• Passage shown:
Email updates

Keep up to date with the latest news and content from BMC Public Health and BioMed Central.

Open Access Research article

Urine-based testing for Chlamydia trachomatis among young adults in a population-based survey in Croatia: Feasibility and prevalence

Ivana Božičević1*, Ivana Grgić2, Snježana Židovec-Lepej2, Jurja-Ivana Čakalo1, Sanja Belak-Kovačević2, Aleksandar Štulhofer3 and Josip Begovac2

Author Affiliations

1 WHO Collaborating Centre for Capacity Development in HIV Surveillance; School of Medicine, Zagreb, Croatia

2 University Hospital for Infectious Diseases, Zagreb, Croatia

3 Faculty of Humanities and Social Sciences, Zagreb, Croatia

For all author emails, please log on.

BMC Public Health 2011, 11:230  doi:10.1186/1471-2458-11-230

Published: 14 April 2011

Abstract

Background

We assessed the feasibility of collecting urine samples for testing on genital Chlamydia trachomatis infection in a population-based survey, and prevalence of this infection among young people aged 18-25 in Croatia. In Croatia, as in the other countries of Eastern Europe, there is a lack of data on prevalence of C trachomatis in the general population, including young adults.

Methods

We sampled participants using a nationally representative, multi-stage stratified probability sample of young men and women. Detection of C trachomatis DNA in urine samples was performed by using a real-time PCR assay COBAS® TaqMan® CT Test, v2.0.

Results

Overall, 1005 young adults participated in the behavioural part of the survey, and 27.9% men and 37.5% women who were sexually experienced agreed to provide urine samples for testing on C trachomatis. Using multivariate analysis, women were significantly more likely to provide urine samples than men (aOR = 1.53, 95% CI 1.14-2.06) as were those who reported no condom use at last intercourse (aOR = 1.95, 95% CI 1.44-2.62). Prevalence of C trachomatis infection among those who were sexually experienced was 7.3% in men and 5.3% in women.

Conclusions

Population-based surveys that use probabilistic sampling are a feasible way to obtain population estimates of C trachomatis prevalence among young adults in Croatia, but it is challenging to obtain an adequate response rate. The prevalence of C trachomatis among young adults in Croatia found in this study was higher than that found in other European countries with similar survey response rates.

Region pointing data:
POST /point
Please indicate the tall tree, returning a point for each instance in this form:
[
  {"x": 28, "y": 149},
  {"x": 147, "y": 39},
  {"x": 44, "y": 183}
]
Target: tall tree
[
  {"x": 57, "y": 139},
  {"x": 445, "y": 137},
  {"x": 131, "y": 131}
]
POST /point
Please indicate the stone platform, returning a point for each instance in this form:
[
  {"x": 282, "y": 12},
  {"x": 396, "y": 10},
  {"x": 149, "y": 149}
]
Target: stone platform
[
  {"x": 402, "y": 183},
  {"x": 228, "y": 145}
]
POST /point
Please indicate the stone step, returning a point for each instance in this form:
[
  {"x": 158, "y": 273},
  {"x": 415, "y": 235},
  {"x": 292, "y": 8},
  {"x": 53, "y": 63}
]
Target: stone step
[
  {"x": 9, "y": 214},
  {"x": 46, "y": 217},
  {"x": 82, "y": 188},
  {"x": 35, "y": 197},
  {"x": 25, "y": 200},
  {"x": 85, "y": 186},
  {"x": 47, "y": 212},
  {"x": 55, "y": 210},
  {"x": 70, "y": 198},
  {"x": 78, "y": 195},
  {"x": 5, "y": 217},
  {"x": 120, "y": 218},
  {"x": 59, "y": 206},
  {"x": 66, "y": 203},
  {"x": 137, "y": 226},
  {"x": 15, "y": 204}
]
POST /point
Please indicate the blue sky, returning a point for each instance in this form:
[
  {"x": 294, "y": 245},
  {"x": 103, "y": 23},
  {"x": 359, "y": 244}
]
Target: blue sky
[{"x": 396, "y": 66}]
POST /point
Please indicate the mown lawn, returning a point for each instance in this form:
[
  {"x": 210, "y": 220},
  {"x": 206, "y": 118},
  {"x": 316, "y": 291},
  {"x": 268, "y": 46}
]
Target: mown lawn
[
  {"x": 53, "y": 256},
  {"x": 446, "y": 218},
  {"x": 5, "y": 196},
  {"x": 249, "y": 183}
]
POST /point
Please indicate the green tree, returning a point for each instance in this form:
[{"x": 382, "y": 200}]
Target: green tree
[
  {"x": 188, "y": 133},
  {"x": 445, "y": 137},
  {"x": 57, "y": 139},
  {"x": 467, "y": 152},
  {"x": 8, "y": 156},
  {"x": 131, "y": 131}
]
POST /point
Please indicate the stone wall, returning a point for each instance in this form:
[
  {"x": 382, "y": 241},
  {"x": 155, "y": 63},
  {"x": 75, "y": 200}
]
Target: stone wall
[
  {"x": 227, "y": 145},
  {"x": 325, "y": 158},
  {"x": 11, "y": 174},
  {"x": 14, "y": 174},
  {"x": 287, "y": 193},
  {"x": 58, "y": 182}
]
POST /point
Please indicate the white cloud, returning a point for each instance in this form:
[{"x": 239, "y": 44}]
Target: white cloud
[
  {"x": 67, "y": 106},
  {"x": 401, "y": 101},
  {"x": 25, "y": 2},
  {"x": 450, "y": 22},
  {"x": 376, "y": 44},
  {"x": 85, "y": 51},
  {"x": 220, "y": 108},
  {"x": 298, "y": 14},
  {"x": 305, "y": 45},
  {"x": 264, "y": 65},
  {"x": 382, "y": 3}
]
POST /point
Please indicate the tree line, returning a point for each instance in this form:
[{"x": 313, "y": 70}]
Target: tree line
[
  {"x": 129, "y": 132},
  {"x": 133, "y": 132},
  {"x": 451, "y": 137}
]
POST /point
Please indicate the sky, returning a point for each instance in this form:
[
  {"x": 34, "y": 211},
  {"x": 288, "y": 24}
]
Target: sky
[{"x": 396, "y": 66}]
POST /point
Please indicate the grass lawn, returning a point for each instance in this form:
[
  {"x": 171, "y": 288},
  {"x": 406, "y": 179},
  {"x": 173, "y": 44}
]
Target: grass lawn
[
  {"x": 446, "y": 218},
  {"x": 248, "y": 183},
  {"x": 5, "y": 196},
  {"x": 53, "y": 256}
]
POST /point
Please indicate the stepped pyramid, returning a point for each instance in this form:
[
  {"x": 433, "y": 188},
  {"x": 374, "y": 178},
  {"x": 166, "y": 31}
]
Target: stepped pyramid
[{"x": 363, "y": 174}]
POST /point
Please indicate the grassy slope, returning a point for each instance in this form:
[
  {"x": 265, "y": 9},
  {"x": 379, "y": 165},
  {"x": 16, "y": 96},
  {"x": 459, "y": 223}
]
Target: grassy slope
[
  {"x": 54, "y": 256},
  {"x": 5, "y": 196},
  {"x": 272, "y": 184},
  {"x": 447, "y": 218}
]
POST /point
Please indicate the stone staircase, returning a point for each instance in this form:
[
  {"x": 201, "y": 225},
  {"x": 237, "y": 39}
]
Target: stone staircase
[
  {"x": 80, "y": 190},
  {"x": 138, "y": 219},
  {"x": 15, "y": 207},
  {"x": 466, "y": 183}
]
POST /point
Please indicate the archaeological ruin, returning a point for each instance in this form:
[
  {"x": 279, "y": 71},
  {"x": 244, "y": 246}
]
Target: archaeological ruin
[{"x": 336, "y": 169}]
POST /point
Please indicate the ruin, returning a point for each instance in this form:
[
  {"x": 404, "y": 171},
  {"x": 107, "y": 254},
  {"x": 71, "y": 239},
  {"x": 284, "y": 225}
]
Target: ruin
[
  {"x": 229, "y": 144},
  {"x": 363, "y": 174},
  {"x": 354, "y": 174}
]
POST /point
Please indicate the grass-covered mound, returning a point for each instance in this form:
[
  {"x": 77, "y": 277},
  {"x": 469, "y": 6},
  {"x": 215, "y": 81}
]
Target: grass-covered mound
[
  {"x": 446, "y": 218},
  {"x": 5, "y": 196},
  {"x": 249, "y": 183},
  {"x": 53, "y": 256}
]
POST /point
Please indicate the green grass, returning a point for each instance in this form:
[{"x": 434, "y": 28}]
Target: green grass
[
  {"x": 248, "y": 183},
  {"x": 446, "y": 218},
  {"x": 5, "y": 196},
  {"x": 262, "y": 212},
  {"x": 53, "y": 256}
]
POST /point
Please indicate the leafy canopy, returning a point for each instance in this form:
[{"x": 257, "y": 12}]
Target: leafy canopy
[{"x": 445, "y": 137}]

• Work to complete:
1. Reproduce the part of the chlamydia abstract between "Urine-based testing for" and "please log on.", inclusive.
2. Summarize the chlamydia abstract in two sentences.
3. According to the chlamydia abstract, what share of sexually experienced women agreed to provide urine samples?

• Solutions to the tasks:
1.
Urine-based testing for Chlamydia trachomatis among young adults in a population-based survey in Croatia: Feasibility and prevalence

Ivana Božičević1*, Ivana Grgić2, Snježana Židovec-Lepej2, Jurja-Ivana Čakalo1, Sanja Belak-Kovačević2, Aleksandar Štulhofer3 and Josip Begovac2

Author Affiliations

1 WHO Collaborating Centre for Capacity Development in HIV Surveillance; School of Medicine, Zagreb, Croatia

2 University Hospital for Infectious Diseases, Zagreb, Croatia

3 Faculty of Humanities and Social Sciences, Zagreb, Croatia

For all author emails, please log on.

2. A nationally representative survey of young adults aged 18-25 in Croatia assessed whether collecting urine samples to test for Chlamydia trachomatis was feasible and measured how common the infection was. Among the sexually experienced, 27.9% of men and 37.5% of women provided samples, and prevalence was 7.3% in men and 5.3% in women, which was higher than in other European countries with similar survey response rates.

3. 37.5%